Source records:
※
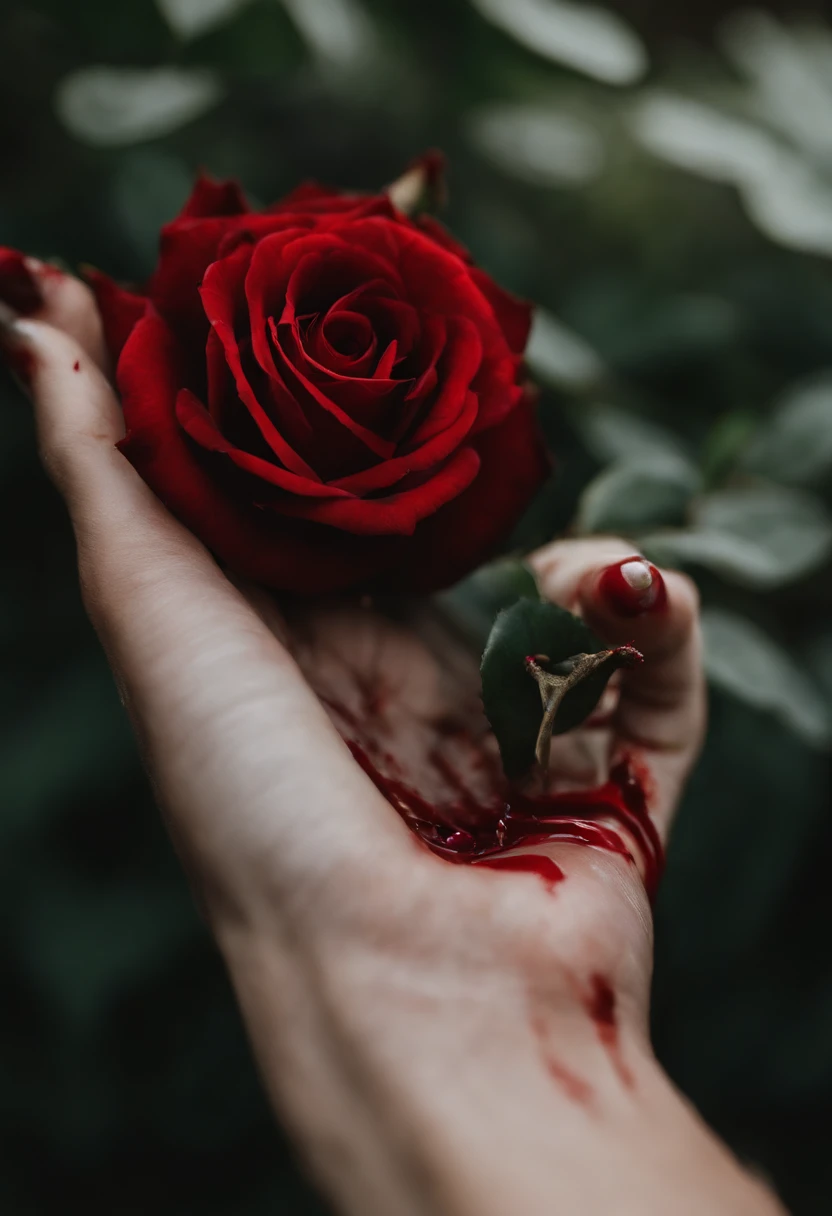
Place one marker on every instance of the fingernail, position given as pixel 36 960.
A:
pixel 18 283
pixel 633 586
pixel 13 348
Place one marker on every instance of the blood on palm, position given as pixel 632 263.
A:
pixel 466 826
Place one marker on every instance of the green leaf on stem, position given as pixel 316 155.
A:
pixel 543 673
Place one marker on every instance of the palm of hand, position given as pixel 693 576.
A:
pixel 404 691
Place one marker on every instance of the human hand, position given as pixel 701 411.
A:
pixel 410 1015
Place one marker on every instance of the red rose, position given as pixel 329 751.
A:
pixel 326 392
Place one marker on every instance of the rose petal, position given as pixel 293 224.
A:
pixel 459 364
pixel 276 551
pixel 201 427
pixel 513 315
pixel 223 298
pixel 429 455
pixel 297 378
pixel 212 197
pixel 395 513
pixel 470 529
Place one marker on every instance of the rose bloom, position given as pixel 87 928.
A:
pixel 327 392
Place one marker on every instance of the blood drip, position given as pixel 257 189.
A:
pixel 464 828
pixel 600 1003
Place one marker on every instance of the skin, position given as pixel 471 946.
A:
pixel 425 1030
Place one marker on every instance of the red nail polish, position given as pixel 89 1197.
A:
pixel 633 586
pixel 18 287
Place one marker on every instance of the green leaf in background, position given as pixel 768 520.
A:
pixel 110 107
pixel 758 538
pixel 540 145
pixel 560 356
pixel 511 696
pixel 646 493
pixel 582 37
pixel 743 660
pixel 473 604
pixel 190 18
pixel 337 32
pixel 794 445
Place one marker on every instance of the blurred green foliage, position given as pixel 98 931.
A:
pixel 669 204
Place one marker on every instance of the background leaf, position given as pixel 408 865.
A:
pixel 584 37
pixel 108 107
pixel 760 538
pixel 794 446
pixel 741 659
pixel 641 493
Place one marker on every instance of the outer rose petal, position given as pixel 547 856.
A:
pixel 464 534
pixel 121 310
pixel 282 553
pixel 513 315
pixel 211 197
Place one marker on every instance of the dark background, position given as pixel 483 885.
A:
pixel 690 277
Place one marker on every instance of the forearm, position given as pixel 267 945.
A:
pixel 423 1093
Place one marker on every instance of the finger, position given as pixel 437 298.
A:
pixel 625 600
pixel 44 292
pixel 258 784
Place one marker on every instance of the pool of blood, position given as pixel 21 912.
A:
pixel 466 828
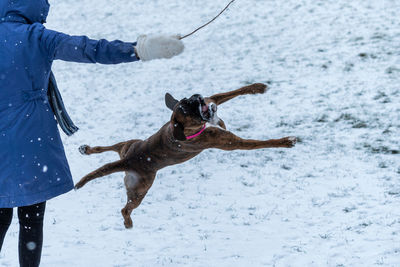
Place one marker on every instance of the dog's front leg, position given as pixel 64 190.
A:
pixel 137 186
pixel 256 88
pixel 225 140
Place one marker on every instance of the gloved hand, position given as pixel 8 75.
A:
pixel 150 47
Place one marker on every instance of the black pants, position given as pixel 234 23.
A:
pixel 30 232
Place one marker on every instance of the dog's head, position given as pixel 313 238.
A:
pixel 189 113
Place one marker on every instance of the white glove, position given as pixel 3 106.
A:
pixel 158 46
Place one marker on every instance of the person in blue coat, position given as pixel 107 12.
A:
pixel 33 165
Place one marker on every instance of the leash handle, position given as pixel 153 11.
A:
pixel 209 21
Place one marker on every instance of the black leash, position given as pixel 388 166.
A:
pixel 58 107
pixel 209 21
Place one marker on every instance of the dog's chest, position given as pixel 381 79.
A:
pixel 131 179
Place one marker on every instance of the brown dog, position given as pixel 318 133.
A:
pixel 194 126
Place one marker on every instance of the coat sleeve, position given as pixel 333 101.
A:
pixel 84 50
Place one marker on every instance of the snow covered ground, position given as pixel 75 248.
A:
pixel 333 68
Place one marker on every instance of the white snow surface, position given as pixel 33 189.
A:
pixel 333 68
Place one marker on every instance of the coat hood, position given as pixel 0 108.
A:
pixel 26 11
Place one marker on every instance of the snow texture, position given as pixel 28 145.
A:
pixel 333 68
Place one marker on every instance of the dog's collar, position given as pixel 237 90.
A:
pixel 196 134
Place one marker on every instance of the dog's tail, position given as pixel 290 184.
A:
※
Task to carry out: Reproduce verbatim every line of the records from the line containing "Place one marker on every instance of the gloved" through the line containing "pixel 189 113", including both of those lines.

Result of this task:
Place one marker on every instance of the gloved hand, position given as pixel 8 75.
A:
pixel 150 47
Place one marker on every instance of the black pants, position given as pixel 234 23.
A:
pixel 30 232
Place one marker on every instance of the dog's head, position given as pixel 313 238.
A:
pixel 189 113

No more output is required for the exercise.